* WORK TO COMPLETE *
Output all the records below, word for word.
Top of DATA UNDER STUDY
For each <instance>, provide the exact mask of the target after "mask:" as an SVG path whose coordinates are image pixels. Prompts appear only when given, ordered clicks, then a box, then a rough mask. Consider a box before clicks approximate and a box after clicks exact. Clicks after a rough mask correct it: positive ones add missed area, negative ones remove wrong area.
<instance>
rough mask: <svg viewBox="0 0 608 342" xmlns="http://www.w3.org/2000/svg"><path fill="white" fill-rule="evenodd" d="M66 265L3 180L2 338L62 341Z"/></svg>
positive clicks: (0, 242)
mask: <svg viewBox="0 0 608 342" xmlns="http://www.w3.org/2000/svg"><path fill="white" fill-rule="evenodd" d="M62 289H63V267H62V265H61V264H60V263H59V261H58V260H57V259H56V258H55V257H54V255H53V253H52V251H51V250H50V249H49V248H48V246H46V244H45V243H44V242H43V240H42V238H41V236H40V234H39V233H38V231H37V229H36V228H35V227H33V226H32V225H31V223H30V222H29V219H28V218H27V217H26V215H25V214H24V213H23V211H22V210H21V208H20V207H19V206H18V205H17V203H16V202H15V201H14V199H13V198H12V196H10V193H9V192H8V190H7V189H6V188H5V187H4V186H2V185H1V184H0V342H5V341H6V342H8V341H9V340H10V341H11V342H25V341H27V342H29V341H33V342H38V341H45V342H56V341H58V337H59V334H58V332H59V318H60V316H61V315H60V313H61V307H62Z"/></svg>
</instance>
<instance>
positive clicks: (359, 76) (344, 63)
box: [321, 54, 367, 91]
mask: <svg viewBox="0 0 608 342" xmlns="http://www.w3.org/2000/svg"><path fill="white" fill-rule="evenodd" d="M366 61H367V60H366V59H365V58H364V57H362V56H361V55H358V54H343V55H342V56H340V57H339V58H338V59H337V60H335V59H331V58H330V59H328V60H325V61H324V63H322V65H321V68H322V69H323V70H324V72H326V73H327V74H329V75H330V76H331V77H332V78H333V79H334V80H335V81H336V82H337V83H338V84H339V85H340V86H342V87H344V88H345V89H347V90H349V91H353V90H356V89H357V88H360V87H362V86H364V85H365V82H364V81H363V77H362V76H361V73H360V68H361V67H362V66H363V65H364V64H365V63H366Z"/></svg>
Bottom of DATA UNDER STUDY
* RESPONSE FOR THIS EXERCISE *
For each <instance>, provide the exact mask of the target after "mask:" as an SVG path whose coordinates are image pixels. Prompts appear only when given, ordered clicks, then a box, then a rough mask. Consider a box before clicks approximate and a box after clicks exact. Clicks after a rough mask correct it: positive ones add missed area, negative ones remove wrong area.
<instance>
rough mask: <svg viewBox="0 0 608 342" xmlns="http://www.w3.org/2000/svg"><path fill="white" fill-rule="evenodd" d="M66 265L3 180L2 338L62 341Z"/></svg>
positive clicks: (0, 242)
mask: <svg viewBox="0 0 608 342" xmlns="http://www.w3.org/2000/svg"><path fill="white" fill-rule="evenodd" d="M62 289H63V267H62V265H61V264H60V263H59V261H58V260H57V259H56V258H55V257H54V255H53V253H52V251H51V250H50V249H49V248H48V246H46V244H45V243H44V242H43V240H42V238H41V236H40V234H39V233H38V231H37V229H36V228H35V227H33V226H32V225H31V223H30V222H29V219H28V218H27V217H26V215H25V214H24V213H23V211H22V210H21V208H20V207H19V206H18V205H17V203H16V202H15V201H14V199H13V198H12V196H10V193H9V192H8V190H7V189H6V188H5V187H4V186H2V185H1V184H0V342H5V341H6V342H8V341H9V340H10V341H11V342H25V341H27V342H29V341H33V342H38V341H45V342H56V341H58V337H59V334H58V332H59V318H60V316H61V315H60V313H61V307H62Z"/></svg>
</instance>
<instance>
positive clicks: (359, 76) (344, 63)
box: [321, 54, 367, 91]
mask: <svg viewBox="0 0 608 342" xmlns="http://www.w3.org/2000/svg"><path fill="white" fill-rule="evenodd" d="M366 61H367V60H366V59H365V58H364V57H362V56H361V55H358V54H343V55H342V56H340V57H339V58H338V59H337V60H335V59H331V58H330V59H328V60H325V61H324V63H322V65H321V68H322V69H323V70H324V72H326V73H327V74H329V75H330V76H331V77H332V78H333V79H334V80H335V81H336V82H337V83H338V84H339V85H340V86H342V87H344V88H345V89H347V90H349V91H353V90H356V89H357V88H360V87H362V86H364V85H365V82H364V81H363V77H362V76H361V73H360V68H361V67H362V66H363V65H364V64H365V63H366Z"/></svg>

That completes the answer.